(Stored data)
======
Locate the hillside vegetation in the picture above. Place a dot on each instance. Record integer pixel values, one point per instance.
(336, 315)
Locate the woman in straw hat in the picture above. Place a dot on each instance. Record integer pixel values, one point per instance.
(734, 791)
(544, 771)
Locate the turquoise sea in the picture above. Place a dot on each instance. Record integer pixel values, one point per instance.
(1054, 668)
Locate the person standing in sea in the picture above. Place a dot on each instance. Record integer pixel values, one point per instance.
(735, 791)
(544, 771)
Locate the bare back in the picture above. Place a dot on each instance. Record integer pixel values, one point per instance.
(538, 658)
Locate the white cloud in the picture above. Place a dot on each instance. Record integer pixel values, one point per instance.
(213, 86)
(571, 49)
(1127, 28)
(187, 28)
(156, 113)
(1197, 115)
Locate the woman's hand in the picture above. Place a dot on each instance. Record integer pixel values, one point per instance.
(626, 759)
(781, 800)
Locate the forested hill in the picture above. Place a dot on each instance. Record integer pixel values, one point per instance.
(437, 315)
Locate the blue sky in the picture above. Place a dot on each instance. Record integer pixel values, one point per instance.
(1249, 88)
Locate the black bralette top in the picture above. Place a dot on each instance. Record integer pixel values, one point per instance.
======
### BRIEF
Output all of the entries above again, unchanged and in their original order.

### EXERCISE ANSWER
Locate the hillside vegetation in the picture above. Place a dot on each instance. Record integer pixel values, one point per instance.
(336, 315)
Locate the woman in straw hat in the picture above. Place a dot on each instance. Record integer pixel values, one point per instance.
(734, 791)
(544, 771)
Locate the turquoise sea in the picture above. Place a dot on each instance. Record integer pixel values, one point per instance.
(1054, 668)
Locate the person standing in sea in the picture above. Place a dot on each instance. Record integer pixel values, one point per instance.
(735, 791)
(544, 771)
Locate the bare back in the picture above. Place a dot on each instance. Record integer pixel values, one point per instance.
(538, 658)
Locate the white cloud in the picture above. Place a dot on each instance. Record integer pixel values, one point per instance.
(213, 86)
(571, 49)
(1127, 28)
(187, 28)
(156, 113)
(1197, 115)
Locate the woman's hand in the picture above. Place a dot on each instance. Record integer pixel values, one point per instance.
(626, 759)
(781, 800)
Locate the forested hill in the picture above. Place a dot on each instance. Record integer pixel values, one point per instance.
(437, 315)
Locate the blue sky in the picture above. Place a dot on each instance. Record integer pixel values, one point per instance.
(1249, 88)
Locate the black bralette top in the picture above. Place a dot on each instance. Record integer pixel values, one point per instance.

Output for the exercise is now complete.